**TEXT UNDER STUDY**
========

Scientific classification
- Kingdom: Animalia
- Phylum: Chordata
- Class: Aves
- Order: Strigiformes
- Family: Strigidae
- Genus: Megascops
- Species: M. clarkii
- Binomial name: Megascops clarkii (Kelso, L & Kelso, EH, 1935)
- Synonyms: Otus clarkii Kelso & Kelso, 1935

= Bare-shanked screech owl =

- Genus: Megascops
- Species: clarkii
- Authority: (Kelso, L & Kelso, EH, 1935)
- Conservation status: LC
- Synonyms: Otus clarkii Kelso & Kelso, 1935

Species of owl

The bare-shanked screech owl (Megascops clarkii) is a species of owl in the family Strigidae. It is a large owl that feeds at night in forests and lives in a family size group, even during breeding season. The owl's range is only in Costa Rica, Panama, and far northwestern Colombia. The owl preys on large insects, shrews, and small rodents.

==Identification==
The owl is to long, 173-190 mm long, and weighs 123-190 g. Its upperbody is reddish-brown and is "spotted, mottled, and vermiculated with black". Its hindneck is yellowish and the feathers on its shoulder has a white band across them, edged with black. The flight feathers have cinnamon-colored bars, while the tail has light and dark bars. Underneath the owl, it is pale brown with a tan and yellowish tint. Its upper breast is partially white, while the lower breast and stomach have either dusky reddish-brown bars or markings with black streaks. The facial disc is yellowish-brown with a dark ruff and its eyes are yellow. Its bill is either greenish-grey or bluish-grey. The owl's thighs are mostly yellow. Its lower leg is bare as well as its yellowish-pink toes that have dark claws. Chicks are whitish while the fledglings are cinnamon-colored with white speckles and dusky bars. Fledglings are also dull-yellowish below with yellowish-brown bars. It is large compared to other Megascops species, which are also normally found at lower elevations. The vermiculated screech owl resembles the owl and they sometimes occupy the same elevation.

========

Data entries
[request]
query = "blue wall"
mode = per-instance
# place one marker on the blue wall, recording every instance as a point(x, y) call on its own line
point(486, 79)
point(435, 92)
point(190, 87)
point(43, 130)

========

**TASKS TO CARRY OUT**
1 > Can you quote the passage of the bare-shanked screech owl text that begins with the words containing "The bare-shanked screech" and ends with "and small rodents."?
2 > What does the bare-shanked screech owl text say the owl preys on? List every item.
3 > Could you carry on the bare-shanked screech owl article from its last sentence?

**RESPONSES**
1 >
The bare-shanked screech owl (Megascops clarkii) is a species of owl in the family Strigidae. It is a large owl that feeds at night in forests and lives in a family size group, even during breeding season. The owl's range is only in Costa Rica, Panama, and far northwestern Colombia. The owl preys on large insects, shrews, and small rodents.

2 >
- Large insects
- Shrews
- Small rodents

3 >
Its call has short low-pitched whistles that are steady. Either the second or third notes are the loudest. The female's call has a higher pitch than the male.

==Habitat and range==
Its habitat is in mountain forests that are dense and humid, along with the edges of forests and in cloud forests that have an elevation of 3,000 to 7,600 feet. Sometimes, the elevation is almost 11,000 feet high. Although the owl can sometimes be found in thinner upland forests, it still requires a patchy forest. The owl's range is only in Costa Rica, Panama, and far northwestern Colombia. It can also be located in the Monteverde Biological Reserve and Volcán Poás National Park within Costa Rica. The owl has been barely studied and its conservation status is unknown according to a 2017 book, but the IUCN Red List ranks it as least concern.

==Breeding and feeding==
The owl can be found in groups that are the size of a family, including during breeding season. Its nesting has only been studied once, within an oak tree's cavity. It lays eggs from mid-February through May. Fledglings can be observed from May to August. It hunts at night along the edges of forests, clearings, or canopies. The owl preys on large insects, shrews, and small rodents.